Of the lines listed below, return exactly those that run from the line containing "Mark the green grass with a point." through the line containing "Mark the steel rail with a point.", both included.

[[ Data section open ]]

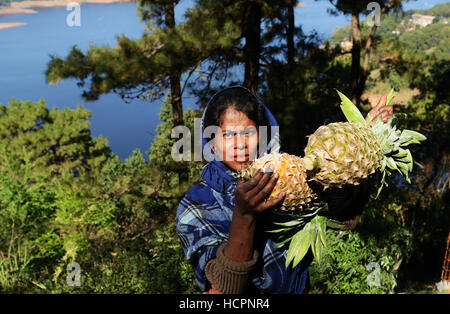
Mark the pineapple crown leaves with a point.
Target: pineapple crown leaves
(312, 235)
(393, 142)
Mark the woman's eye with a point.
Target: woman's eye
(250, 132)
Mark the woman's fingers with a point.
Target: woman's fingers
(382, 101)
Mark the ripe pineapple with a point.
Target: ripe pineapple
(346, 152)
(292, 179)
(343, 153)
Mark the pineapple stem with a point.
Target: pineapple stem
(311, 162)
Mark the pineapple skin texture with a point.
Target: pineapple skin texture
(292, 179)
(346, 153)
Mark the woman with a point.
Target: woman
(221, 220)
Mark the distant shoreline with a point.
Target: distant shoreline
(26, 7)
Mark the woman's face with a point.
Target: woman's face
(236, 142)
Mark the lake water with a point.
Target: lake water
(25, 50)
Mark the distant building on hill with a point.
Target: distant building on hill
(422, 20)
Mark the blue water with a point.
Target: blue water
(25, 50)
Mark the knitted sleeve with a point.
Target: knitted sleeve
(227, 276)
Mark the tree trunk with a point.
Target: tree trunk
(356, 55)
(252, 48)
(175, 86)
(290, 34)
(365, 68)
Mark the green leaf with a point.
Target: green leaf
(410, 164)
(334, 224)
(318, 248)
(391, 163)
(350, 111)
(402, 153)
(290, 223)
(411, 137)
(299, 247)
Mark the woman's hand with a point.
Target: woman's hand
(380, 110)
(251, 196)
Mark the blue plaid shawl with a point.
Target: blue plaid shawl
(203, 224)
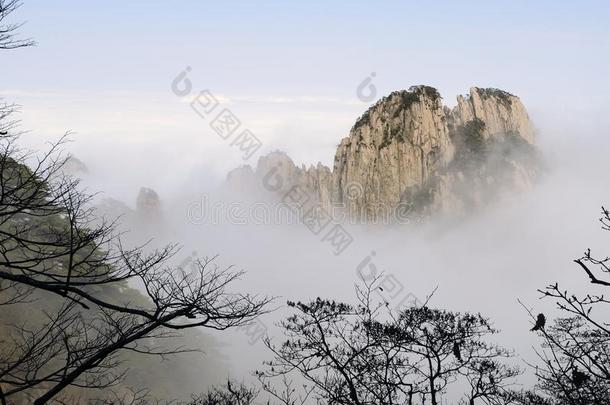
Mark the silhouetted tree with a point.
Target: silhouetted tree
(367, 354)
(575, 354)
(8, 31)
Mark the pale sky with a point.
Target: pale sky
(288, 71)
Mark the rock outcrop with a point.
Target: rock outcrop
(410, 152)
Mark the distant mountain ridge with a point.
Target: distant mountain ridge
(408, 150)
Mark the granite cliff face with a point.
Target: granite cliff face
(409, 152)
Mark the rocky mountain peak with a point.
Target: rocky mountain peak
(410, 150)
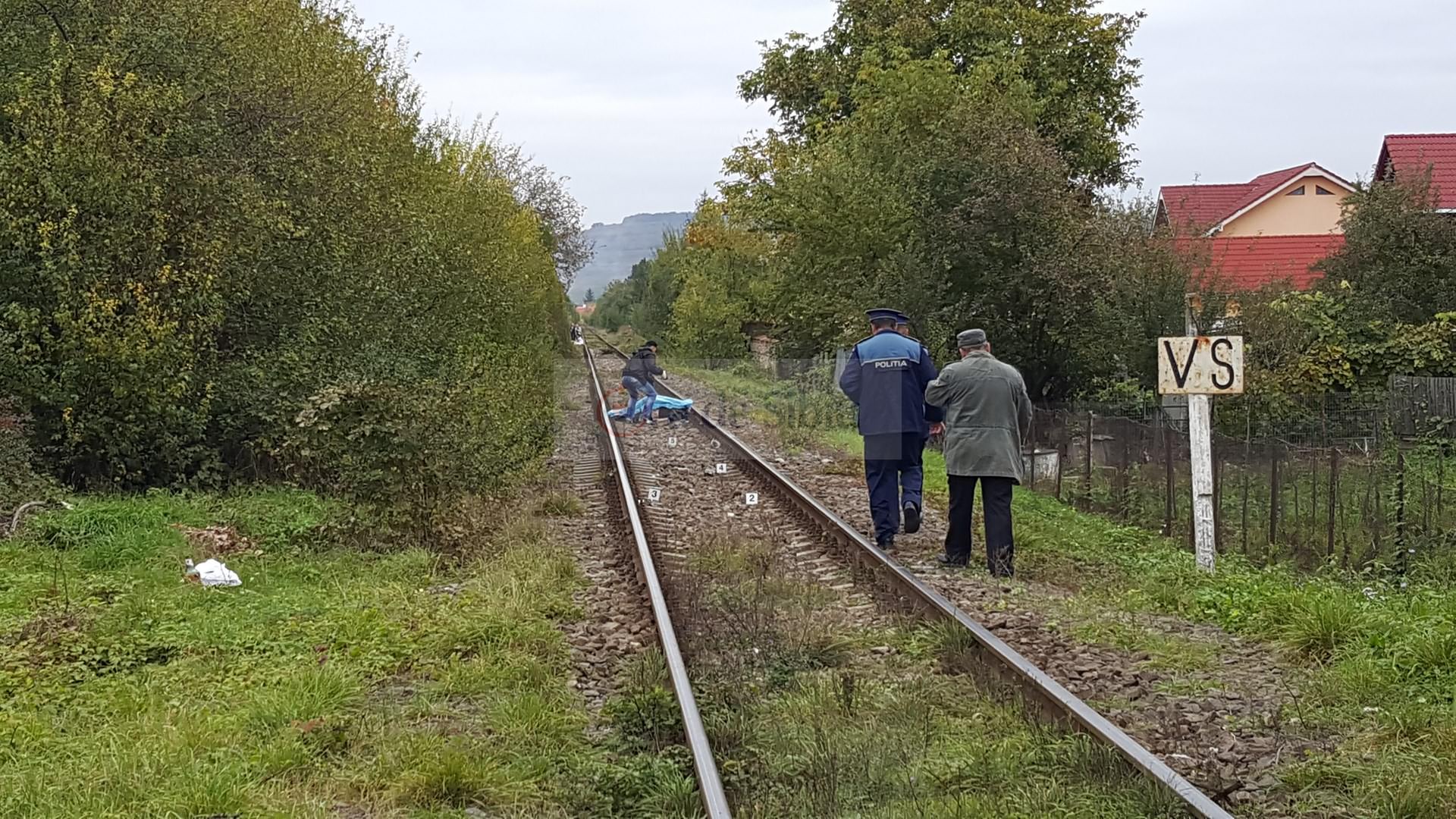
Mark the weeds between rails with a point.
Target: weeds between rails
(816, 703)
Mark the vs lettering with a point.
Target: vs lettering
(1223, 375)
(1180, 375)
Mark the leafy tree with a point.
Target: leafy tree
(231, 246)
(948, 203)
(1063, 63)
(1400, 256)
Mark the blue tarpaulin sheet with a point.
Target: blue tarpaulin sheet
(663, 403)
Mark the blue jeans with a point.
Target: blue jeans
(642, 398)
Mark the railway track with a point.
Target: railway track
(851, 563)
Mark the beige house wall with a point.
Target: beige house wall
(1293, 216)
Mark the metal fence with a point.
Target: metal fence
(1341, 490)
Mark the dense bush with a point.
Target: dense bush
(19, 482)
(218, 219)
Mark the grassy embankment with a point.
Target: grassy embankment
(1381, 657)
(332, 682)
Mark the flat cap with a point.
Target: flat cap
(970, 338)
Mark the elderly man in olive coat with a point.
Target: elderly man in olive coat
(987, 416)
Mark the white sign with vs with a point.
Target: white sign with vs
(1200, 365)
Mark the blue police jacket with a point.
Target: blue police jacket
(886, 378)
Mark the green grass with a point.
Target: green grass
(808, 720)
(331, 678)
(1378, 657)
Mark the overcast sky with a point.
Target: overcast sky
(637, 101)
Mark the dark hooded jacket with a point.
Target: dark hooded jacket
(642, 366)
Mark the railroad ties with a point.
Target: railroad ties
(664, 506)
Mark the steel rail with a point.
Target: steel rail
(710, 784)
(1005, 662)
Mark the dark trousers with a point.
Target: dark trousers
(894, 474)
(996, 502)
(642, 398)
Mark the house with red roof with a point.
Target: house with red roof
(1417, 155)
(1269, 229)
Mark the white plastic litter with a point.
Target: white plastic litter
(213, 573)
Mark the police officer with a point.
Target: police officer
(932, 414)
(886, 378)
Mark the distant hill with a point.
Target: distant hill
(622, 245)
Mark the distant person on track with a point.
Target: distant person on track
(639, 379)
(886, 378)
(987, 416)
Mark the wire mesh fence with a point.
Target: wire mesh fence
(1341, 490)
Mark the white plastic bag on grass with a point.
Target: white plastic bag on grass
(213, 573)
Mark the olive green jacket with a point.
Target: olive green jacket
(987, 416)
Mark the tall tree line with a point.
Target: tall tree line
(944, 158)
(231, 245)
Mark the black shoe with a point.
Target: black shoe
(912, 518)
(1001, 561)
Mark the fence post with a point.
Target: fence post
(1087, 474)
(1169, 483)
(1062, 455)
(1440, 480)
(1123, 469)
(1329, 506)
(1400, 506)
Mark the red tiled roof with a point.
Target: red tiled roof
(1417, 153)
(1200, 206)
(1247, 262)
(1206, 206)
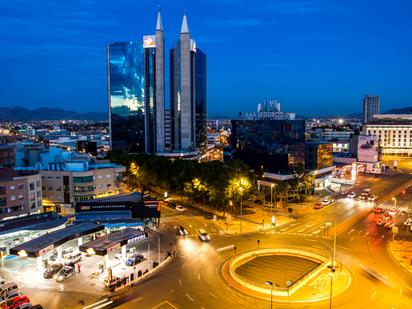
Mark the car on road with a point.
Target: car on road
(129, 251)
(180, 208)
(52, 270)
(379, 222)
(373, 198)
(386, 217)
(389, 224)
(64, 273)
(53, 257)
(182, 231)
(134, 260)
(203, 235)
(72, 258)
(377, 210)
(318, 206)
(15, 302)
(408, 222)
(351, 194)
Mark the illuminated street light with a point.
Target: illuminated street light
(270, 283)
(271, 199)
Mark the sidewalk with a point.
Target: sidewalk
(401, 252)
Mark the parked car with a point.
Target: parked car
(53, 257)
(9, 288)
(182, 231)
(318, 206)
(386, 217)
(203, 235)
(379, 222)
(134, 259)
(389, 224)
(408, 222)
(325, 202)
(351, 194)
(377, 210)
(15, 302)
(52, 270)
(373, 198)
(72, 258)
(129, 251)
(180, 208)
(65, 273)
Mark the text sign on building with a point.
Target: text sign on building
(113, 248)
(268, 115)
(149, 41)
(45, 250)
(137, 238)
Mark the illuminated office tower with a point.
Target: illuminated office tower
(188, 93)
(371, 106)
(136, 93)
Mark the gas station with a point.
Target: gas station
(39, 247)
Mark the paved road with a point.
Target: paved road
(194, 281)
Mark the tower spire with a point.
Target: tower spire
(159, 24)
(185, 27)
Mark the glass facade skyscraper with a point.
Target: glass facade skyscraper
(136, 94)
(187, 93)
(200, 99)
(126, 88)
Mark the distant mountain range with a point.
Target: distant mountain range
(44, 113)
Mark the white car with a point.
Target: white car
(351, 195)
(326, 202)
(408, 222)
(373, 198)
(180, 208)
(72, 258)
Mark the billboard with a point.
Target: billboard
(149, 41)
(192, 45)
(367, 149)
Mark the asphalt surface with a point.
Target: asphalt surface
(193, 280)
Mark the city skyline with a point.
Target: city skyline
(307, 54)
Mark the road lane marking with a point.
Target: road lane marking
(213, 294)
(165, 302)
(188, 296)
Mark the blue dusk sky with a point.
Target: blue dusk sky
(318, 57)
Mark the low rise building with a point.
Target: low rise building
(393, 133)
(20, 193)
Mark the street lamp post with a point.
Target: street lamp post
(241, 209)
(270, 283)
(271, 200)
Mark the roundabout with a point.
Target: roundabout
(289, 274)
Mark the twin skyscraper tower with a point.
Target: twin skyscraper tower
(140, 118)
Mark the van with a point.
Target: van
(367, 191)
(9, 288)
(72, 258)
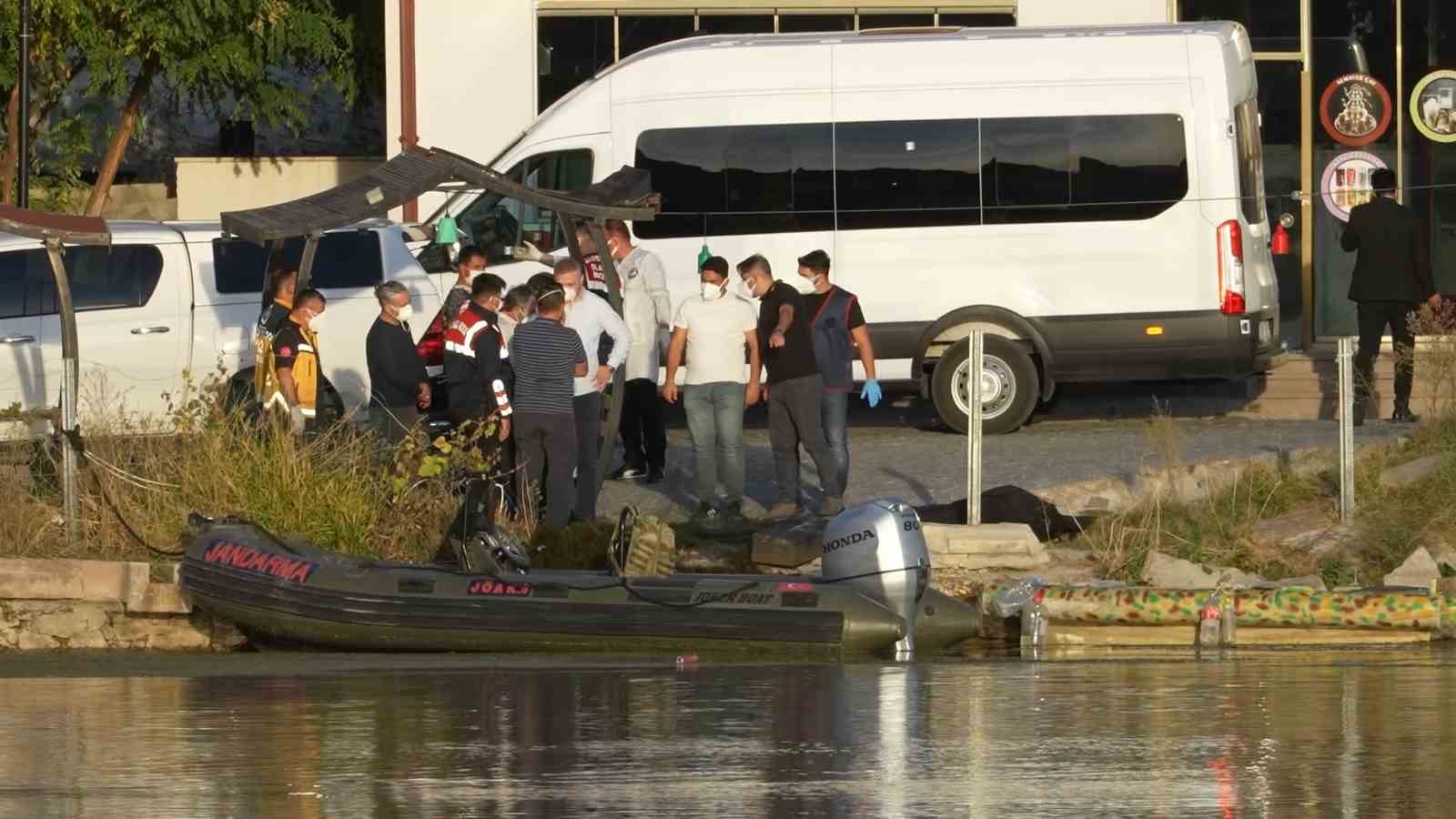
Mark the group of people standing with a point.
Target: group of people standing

[[ Data section closed ]]

- **Output of the task**
Mark the green grass with a point.
Target: green grass
(808, 720)
(331, 678)
(1378, 657)
Mark the overcast sky with a point.
Target: overcast sky
(637, 101)
Mark the dark hooded jacket with a point.
Target: dark hooded jacket
(642, 366)
Mark the railroad ties with a point.
Target: railroad ties
(664, 506)
Mark the steel rail with a point.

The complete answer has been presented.